▸ Seitenauszug:
--------------------------------------------------

Erlaubnispflichtige Tätigkeit als Versicherungsvermittler? (Gruppenversicherung II)
BGH v. 15.12.2022 - I ZR 8/19
Der Sachverhalt:
Die Beklagte beauftragt Werbeunternehmen, im Wege der Haustürwerbung Verbrauchern den Beitritt zu einer Versicherung anzubieten, deren Mitgliedschaft zur Inanspruchnahme verschiedener Leistungen im Fall einer Erkrankung oder eines Unfalls im Ausland berechtigt. Hierzu zählen die Erstattung der Kosten für medizinisch notwendige Heilbehandlungen und Krankentransporte, die Organisation und Durchführung entsprechender Transporte sowie der Betrieb einer telefonisch erreichbaren "Alarmzentrale".
Die versprochenen Leistungen werden aus dem Vermögen der Beklagten direkt und über von der Beklagten an ihre Kunden abgetretene Ansprüche aus einer Gruppenversicherung erbracht. Die Beklagte ist mit der F-AG vertraglich verbunden, die mit ihrem medizinischen Personal und ihrem Fluggerät für die Beklagte einen Teil der Versicherungsleistungen sowie die Organisation der rund um die Uhr besetzten Alarmzentrale erbringt. Hierfür zahlt ihr die Beklagte eine Vergütung. Die Beklagte unterhält als Versicherungsnehmerin eine Gruppenversicherung bei der W. Versicherungs-AG, durch die für Kunden der Beklagten Versicherungsschutz im Rahmen einer Auslandsreisekrankenversicherung sowie einer Auslands- und Inlands-Rückholkosten-Versicherung gewährt wird.

--------------------------------------------------

▸ Angezeigte Daten:
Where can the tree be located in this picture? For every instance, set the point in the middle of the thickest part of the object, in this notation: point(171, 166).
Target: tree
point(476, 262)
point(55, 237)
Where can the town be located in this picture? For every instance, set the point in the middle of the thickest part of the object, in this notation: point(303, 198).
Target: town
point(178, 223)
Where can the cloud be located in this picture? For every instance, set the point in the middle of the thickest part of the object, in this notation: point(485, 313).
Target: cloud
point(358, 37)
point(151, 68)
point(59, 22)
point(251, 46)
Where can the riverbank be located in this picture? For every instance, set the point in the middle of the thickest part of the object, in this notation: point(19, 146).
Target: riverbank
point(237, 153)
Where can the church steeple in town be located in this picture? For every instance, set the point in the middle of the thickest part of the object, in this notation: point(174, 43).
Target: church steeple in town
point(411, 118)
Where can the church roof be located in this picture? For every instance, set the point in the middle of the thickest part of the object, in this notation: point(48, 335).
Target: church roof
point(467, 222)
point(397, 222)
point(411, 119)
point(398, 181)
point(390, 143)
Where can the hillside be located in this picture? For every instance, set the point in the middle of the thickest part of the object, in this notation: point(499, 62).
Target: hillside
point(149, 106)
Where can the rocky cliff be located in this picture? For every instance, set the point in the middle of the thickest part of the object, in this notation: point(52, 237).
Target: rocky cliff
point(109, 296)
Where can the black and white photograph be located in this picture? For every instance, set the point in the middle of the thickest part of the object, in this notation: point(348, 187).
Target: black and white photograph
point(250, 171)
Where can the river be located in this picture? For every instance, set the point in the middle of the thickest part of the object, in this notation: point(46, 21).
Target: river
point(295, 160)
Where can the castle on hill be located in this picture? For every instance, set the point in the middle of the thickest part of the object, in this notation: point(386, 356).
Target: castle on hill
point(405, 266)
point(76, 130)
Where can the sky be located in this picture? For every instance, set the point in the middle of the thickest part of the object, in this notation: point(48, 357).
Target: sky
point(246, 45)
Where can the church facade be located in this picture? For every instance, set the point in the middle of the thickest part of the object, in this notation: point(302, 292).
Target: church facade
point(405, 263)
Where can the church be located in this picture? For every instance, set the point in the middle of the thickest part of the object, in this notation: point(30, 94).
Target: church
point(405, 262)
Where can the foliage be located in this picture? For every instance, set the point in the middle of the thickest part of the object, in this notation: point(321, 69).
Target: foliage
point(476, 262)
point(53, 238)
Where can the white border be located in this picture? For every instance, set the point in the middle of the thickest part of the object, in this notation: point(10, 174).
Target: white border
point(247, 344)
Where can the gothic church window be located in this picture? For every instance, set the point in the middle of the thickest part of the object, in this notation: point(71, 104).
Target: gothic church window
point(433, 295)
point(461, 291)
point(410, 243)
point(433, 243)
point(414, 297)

--------------------------------------------------

▸ Ziel: Tippe aus dem Auszug zur Gruppenversicherung die Stelle wortgetreu ab, die bei „Die versprochenen Leistungen“ beginnt und bei „Inlands-Rückholkosten-Versicherung gewährt wird.“ endet.

▸ Antwort zur Aufgabe:
Die versprochenen Leistungen werden aus dem Vermögen der Beklagten direkt und über von der Beklagten an ihre Kunden abgetretene Ansprüche aus einer Gruppenversicherung erbracht. Die Beklagte ist mit der F-AG vertraglich verbunden, die mit ihrem medizinischen Personal und ihrem Fluggerät für die Beklagte einen Teil der Versicherungsleistungen sowie die Organisation der rund um die Uhr besetzten Alarmzentrale erbringt. Hierfür zahlt ihr die Beklagte eine Vergütung. Die Beklagte unterhält als Versicherungsnehmerin eine Gruppenversicherung bei der W. Versicherungs-AG, durch die für Kunden der Beklagten Versicherungsschutz im Rahmen einer Auslandsreisekrankenversicherung sowie einer Auslands- und Inlands-Rückholkosten-Versicherung gewährt wird.